'''

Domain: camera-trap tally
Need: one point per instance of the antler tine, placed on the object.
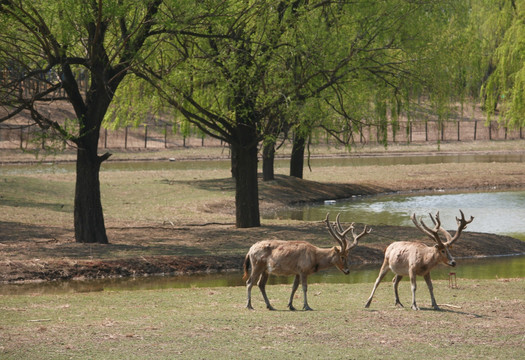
(437, 220)
(339, 227)
(356, 238)
(462, 225)
(334, 233)
(432, 233)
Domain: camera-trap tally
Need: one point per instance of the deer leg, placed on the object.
(414, 287)
(294, 289)
(382, 273)
(262, 287)
(431, 290)
(249, 285)
(396, 281)
(304, 279)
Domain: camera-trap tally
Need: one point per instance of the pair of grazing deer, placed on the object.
(301, 259)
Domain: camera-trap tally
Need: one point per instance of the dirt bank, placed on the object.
(54, 255)
(30, 252)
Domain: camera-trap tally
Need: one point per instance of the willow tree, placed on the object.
(57, 44)
(226, 77)
(504, 89)
(392, 52)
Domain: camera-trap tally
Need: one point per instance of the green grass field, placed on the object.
(482, 319)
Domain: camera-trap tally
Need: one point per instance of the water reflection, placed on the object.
(494, 212)
(492, 268)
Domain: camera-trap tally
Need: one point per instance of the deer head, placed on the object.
(442, 247)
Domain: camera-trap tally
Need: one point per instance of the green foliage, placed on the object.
(505, 88)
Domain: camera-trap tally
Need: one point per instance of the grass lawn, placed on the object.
(481, 319)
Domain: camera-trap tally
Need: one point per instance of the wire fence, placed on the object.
(162, 136)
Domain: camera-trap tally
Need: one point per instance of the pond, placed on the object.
(489, 268)
(495, 212)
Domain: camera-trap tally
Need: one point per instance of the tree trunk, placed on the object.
(268, 161)
(297, 157)
(244, 161)
(88, 214)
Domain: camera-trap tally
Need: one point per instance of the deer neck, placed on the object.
(325, 258)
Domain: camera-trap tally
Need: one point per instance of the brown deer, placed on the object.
(298, 258)
(415, 258)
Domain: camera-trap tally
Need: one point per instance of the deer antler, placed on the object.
(462, 225)
(337, 232)
(432, 233)
(357, 237)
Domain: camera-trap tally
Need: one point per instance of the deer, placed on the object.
(299, 258)
(417, 259)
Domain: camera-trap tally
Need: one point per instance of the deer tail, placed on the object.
(246, 266)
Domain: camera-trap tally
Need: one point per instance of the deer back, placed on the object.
(405, 255)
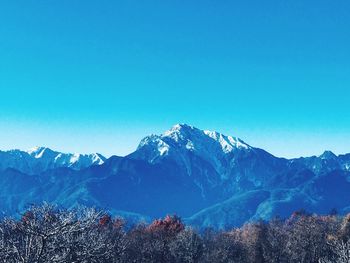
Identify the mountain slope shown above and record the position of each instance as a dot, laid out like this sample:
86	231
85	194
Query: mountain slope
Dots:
206	177
40	159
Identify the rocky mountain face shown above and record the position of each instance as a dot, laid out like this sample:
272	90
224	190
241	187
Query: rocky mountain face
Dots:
207	178
40	159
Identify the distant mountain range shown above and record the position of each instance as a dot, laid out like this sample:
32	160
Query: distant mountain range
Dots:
207	178
40	159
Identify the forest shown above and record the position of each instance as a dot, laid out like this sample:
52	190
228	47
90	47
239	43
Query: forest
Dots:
47	233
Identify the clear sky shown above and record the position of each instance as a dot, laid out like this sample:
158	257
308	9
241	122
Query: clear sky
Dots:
97	76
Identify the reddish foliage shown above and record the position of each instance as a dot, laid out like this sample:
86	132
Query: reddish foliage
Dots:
105	220
27	216
170	224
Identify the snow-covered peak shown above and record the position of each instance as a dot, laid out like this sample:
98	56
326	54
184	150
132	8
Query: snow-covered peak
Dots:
194	136
39	159
38	151
183	138
328	155
228	143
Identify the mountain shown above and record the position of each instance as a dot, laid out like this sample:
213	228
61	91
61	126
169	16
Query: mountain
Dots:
40	159
207	178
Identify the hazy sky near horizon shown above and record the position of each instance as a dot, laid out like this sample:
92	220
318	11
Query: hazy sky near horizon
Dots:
97	76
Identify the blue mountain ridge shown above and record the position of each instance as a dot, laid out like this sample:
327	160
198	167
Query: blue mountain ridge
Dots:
207	178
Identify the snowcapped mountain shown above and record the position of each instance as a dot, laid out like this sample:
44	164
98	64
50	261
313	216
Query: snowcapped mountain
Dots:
208	178
40	159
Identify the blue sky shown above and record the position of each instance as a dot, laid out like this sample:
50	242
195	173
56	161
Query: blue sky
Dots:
86	76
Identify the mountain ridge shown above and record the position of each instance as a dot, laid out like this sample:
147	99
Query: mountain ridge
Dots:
203	176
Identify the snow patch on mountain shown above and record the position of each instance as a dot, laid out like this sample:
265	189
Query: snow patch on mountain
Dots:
39	159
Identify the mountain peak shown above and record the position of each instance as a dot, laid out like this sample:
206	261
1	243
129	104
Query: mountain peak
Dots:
38	151
181	139
328	155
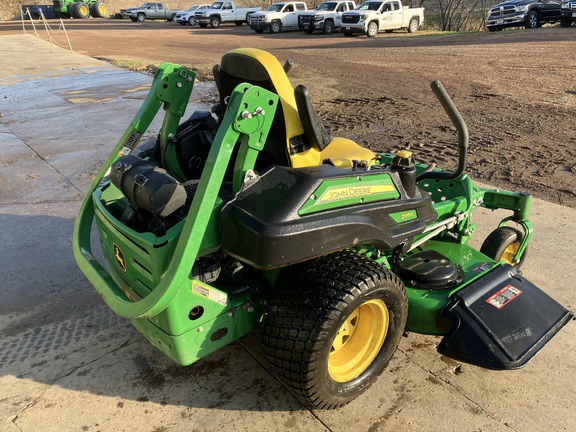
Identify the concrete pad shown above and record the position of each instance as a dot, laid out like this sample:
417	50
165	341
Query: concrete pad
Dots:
67	363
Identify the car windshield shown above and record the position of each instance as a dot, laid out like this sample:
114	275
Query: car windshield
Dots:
276	7
328	6
369	6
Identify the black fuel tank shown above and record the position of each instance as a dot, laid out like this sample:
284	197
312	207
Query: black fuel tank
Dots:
289	215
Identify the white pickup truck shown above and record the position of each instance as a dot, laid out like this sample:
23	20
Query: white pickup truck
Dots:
375	16
326	17
223	11
278	17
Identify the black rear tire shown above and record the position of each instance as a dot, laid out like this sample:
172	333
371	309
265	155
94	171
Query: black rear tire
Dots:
413	25
502	244
333	326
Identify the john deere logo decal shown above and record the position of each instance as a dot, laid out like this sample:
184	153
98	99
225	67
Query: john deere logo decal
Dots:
119	256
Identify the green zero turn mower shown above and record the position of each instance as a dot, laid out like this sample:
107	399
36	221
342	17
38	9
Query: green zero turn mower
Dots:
254	216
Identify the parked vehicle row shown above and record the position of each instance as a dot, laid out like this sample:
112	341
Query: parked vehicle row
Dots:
369	18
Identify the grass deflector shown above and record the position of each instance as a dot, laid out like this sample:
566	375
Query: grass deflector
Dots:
255	216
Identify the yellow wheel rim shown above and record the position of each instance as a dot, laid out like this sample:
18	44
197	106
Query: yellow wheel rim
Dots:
510	252
358	341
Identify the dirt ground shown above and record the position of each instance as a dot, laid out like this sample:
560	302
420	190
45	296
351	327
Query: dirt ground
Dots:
515	89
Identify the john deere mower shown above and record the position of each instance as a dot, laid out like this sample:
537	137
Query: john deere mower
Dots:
253	215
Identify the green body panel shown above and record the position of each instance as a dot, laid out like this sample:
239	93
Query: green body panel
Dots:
336	193
404	216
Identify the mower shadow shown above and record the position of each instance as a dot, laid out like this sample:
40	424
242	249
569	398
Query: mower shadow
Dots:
61	333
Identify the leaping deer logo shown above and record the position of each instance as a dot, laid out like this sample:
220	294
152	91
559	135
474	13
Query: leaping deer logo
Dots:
119	256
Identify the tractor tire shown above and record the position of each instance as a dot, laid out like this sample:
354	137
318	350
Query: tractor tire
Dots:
83	11
275	27
372	29
332	327
502	244
328	27
413	25
214	22
99	10
532	20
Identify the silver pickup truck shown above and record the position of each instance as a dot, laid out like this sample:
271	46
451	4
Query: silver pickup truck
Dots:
151	11
223	11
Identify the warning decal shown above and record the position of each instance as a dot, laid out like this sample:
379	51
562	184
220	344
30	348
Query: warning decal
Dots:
209	292
504	296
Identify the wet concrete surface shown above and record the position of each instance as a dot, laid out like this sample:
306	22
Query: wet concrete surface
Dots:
67	363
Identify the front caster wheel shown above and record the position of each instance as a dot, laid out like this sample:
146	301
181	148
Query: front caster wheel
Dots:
503	244
333	326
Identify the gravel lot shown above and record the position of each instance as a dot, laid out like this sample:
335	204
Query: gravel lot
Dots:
516	89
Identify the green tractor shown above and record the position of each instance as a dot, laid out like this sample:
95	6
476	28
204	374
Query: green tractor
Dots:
80	9
253	216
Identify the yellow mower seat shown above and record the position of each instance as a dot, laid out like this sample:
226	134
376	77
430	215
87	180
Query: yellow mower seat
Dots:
297	138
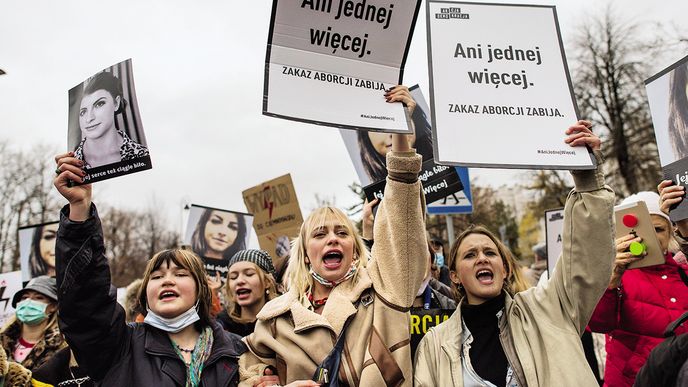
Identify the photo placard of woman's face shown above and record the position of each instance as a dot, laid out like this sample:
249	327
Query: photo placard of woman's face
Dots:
216	235
105	129
37	250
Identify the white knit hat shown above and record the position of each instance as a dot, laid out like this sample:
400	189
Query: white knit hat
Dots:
651	200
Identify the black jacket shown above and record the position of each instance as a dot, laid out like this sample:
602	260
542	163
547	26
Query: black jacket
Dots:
106	348
667	361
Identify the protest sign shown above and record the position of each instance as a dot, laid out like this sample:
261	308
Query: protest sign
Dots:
500	97
105	129
37	250
330	62
554	226
368	150
439	182
216	235
277	217
10	283
424	319
667	95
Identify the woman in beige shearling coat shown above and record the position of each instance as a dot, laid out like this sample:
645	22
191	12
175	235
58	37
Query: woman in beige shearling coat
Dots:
538	329
332	280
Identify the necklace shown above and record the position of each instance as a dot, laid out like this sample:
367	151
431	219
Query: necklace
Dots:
184	349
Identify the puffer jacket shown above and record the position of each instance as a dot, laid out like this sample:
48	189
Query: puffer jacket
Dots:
635	315
110	351
540	328
41	352
295	340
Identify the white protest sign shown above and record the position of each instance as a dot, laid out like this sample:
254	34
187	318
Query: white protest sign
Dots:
554	226
500	97
10	283
330	62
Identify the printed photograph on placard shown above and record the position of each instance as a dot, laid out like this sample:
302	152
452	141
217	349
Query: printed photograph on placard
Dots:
216	235
105	129
667	93
37	250
368	152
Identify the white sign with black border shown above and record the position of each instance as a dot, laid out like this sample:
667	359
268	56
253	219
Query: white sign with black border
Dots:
500	97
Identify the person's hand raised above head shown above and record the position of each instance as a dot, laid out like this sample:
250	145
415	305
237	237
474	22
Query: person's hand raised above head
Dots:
401	94
69	170
580	134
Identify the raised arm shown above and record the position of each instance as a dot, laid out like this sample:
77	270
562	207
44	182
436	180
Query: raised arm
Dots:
400	252
90	318
582	273
584	268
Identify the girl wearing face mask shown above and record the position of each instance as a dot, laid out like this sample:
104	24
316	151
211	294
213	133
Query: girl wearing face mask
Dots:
178	343
33	337
499	336
345	316
640	303
250	284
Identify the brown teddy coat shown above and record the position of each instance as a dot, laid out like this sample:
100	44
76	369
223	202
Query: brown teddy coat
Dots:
295	340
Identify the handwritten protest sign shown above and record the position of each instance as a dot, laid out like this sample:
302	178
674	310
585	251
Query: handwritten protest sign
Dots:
666	92
105	129
277	217
500	97
330	62
216	235
10	283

'''

### [PROBLEM TO WORK ON]
What is the number of lines in the entries above that include the word "silver"? Answer with that number alone.

### [ANSWER TO THIS EXERCISE]
2